BEGIN Selected extract

Mix all until dissolved.

I took 125 ml (1/2 cup) of the brine and added 60 ml (1/4 cup maple syrup to it and injected it in several places in the pork loins I had purchased. Then I put the pork in a stainless steel pot and poured the brine over it. Put a plate or a plastic bag full of brine on top of the pork to keep it submerged. Cover the pot and put it in the fridge for two weeks. I turn it every few days.

Maple Injected Bacon

After two weeks, take the pork out of the brine. Rinse it and dry it with a paper towel. Then I put it in my Bradley electric smoker set at 140 F with no smoke for 2 hours. This is to dry the surface so the smoke will adhere well.

Maple Injected Bacon1

I wanted a strong smoke flavour so I decided to cold smoke the bacon for a few hours. I put the strainer in the bottom of the pot of my WSM Mini and then put a wire ring on it. I put a foil covered ceramic plate on the ring and filled it with ice to keep the temperature down. This isn’t really necessary for doing the bacon but I was going to smoke some cheese at the same time and that requires cool smoking temperatures. I used my Amaze-N Smoker with a mix of pecan and apple sawdust and put it on the coal tray of the smoker. I put the pot on it, covered the smoker and let it go for 3 hours. You can see the cheese I did at the same time.

Maple Injected Bacon2

I took the bacon out of the cold smoker and put it in the Bradley electric smoker at a temperature of 150 F over pecan smoke. I increased the temperature to 170 F after an hour. I increased it again to 190 F after another hour. I increased it to 200 F after another hour and continued to smoke until the internal temperature was 150 F.

END Selected extract

* Task 1:
In the maple bacon text, at what temperature and for how long is the rinsed pork first kept in the Bradley electric smoker?
* Task 2:
Rewrite the paragraph of the maple bacon text that begins "I took the bacon out of the cold smoker" as a numbered list of steps.

BEGIN Supplied records

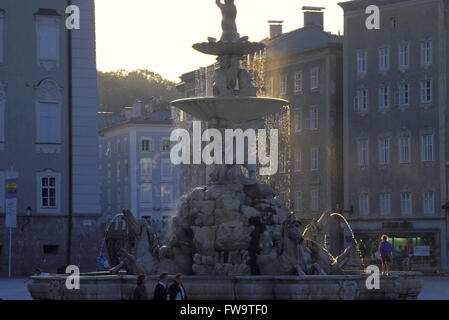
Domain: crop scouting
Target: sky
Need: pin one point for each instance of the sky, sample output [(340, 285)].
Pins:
[(158, 34)]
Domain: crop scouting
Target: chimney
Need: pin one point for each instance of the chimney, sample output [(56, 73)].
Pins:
[(313, 16), (275, 28)]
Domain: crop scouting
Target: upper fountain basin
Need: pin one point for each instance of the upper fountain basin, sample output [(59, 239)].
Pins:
[(233, 109), (228, 48)]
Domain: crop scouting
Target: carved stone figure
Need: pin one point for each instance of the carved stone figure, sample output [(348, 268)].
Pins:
[(229, 12), (145, 257)]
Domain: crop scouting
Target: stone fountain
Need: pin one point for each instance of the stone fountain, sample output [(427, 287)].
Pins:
[(233, 238)]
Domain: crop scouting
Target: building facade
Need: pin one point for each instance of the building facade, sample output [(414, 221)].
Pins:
[(136, 170), (395, 127), (305, 67), (48, 135)]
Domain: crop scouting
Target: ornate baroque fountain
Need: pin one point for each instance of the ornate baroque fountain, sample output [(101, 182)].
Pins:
[(232, 237)]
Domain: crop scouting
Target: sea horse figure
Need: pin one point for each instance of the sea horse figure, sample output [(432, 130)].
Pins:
[(229, 12)]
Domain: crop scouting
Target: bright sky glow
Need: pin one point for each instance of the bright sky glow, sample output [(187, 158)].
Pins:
[(158, 34)]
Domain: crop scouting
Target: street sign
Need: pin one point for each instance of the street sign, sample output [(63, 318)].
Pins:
[(421, 251), (11, 189)]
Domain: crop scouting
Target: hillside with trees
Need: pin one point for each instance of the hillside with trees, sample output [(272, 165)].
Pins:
[(119, 89)]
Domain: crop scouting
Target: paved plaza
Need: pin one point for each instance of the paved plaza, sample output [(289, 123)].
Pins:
[(435, 288)]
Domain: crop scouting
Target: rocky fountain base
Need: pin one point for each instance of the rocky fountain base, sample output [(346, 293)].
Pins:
[(235, 232)]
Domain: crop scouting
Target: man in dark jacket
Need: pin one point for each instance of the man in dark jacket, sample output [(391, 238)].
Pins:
[(161, 290), (140, 293), (177, 290)]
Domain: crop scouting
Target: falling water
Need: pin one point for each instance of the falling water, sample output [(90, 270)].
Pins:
[(107, 230), (324, 249), (353, 237)]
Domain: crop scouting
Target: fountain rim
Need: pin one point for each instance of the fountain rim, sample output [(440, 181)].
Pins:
[(233, 98)]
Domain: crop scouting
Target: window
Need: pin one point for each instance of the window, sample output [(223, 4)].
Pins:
[(361, 61), (146, 145), (314, 159), (404, 94), (165, 145), (385, 203), (282, 162), (364, 204), (298, 200), (48, 112), (361, 100), (384, 59), (146, 194), (313, 118), (297, 161), (297, 118), (426, 53), (427, 148), (2, 191), (283, 85), (404, 55), (51, 249), (314, 206), (394, 23), (126, 169), (47, 34), (314, 79), (384, 151), (167, 193), (362, 146), (429, 202), (406, 203), (426, 91), (118, 170), (166, 168), (298, 82), (269, 87), (146, 165), (48, 123), (2, 111), (384, 97), (404, 149), (2, 13), (48, 191)]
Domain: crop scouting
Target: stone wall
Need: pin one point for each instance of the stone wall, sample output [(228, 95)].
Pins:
[(32, 234)]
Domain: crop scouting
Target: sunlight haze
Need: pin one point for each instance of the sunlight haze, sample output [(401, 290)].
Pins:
[(158, 34)]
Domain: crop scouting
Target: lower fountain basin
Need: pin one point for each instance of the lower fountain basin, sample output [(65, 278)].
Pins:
[(97, 286), (233, 109)]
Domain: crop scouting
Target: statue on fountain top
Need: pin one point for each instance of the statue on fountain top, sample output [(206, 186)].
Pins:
[(229, 12)]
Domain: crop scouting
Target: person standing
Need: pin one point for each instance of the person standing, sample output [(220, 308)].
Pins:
[(177, 290), (161, 290), (140, 293), (385, 250)]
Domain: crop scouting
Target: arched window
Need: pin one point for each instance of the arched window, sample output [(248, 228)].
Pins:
[(48, 101)]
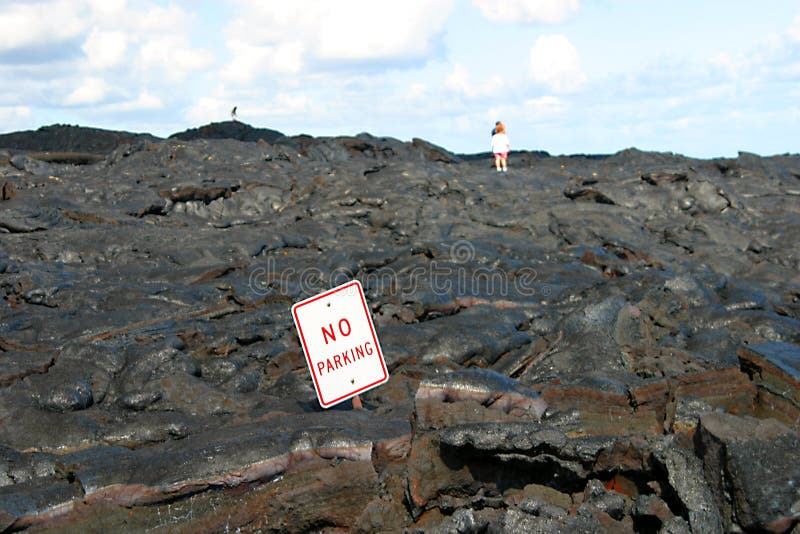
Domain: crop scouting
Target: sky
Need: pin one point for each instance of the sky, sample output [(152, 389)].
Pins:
[(703, 78)]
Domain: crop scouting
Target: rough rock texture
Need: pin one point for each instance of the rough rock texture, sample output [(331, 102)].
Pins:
[(583, 344)]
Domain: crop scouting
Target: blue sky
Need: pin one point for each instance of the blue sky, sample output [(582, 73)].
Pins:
[(702, 78)]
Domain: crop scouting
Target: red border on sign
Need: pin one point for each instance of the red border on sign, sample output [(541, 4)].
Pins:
[(310, 364)]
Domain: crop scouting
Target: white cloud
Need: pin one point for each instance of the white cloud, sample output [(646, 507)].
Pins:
[(170, 57), (91, 91), (284, 37), (555, 63), (794, 30), (461, 82), (145, 101), (13, 117), (546, 11), (248, 60), (105, 49), (543, 108)]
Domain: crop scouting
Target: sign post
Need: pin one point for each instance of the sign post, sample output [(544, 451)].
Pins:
[(340, 343)]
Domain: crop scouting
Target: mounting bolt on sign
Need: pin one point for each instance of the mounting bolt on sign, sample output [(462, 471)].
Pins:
[(340, 343)]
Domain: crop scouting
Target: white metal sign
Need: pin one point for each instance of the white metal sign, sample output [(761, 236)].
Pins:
[(340, 344)]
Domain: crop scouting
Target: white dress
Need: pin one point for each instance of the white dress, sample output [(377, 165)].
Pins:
[(500, 143)]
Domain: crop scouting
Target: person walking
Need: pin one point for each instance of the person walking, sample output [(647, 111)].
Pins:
[(500, 147)]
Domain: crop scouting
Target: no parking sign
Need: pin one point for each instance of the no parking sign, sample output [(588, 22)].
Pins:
[(339, 340)]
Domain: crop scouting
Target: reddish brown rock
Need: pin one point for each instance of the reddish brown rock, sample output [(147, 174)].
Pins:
[(775, 370)]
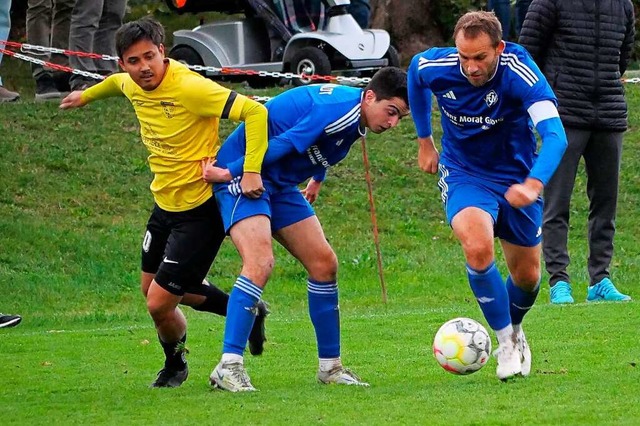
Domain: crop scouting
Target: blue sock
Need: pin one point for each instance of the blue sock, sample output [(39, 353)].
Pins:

END Supplied records

* Exercise response 1:
It is kept at 140 F with no smoke for 2 hours.

* Exercise response 2:
1. Move the bacon from the cold smoker to the Bradley electric smoker at 150 F over pecan smoke.
2. After one hour, raise the temperature to 170 F.
3. After another hour, raise it to 190 F.
4. After another hour, raise it to 200 F.
5. Keep smoking until the internal temperature reaches 150 F.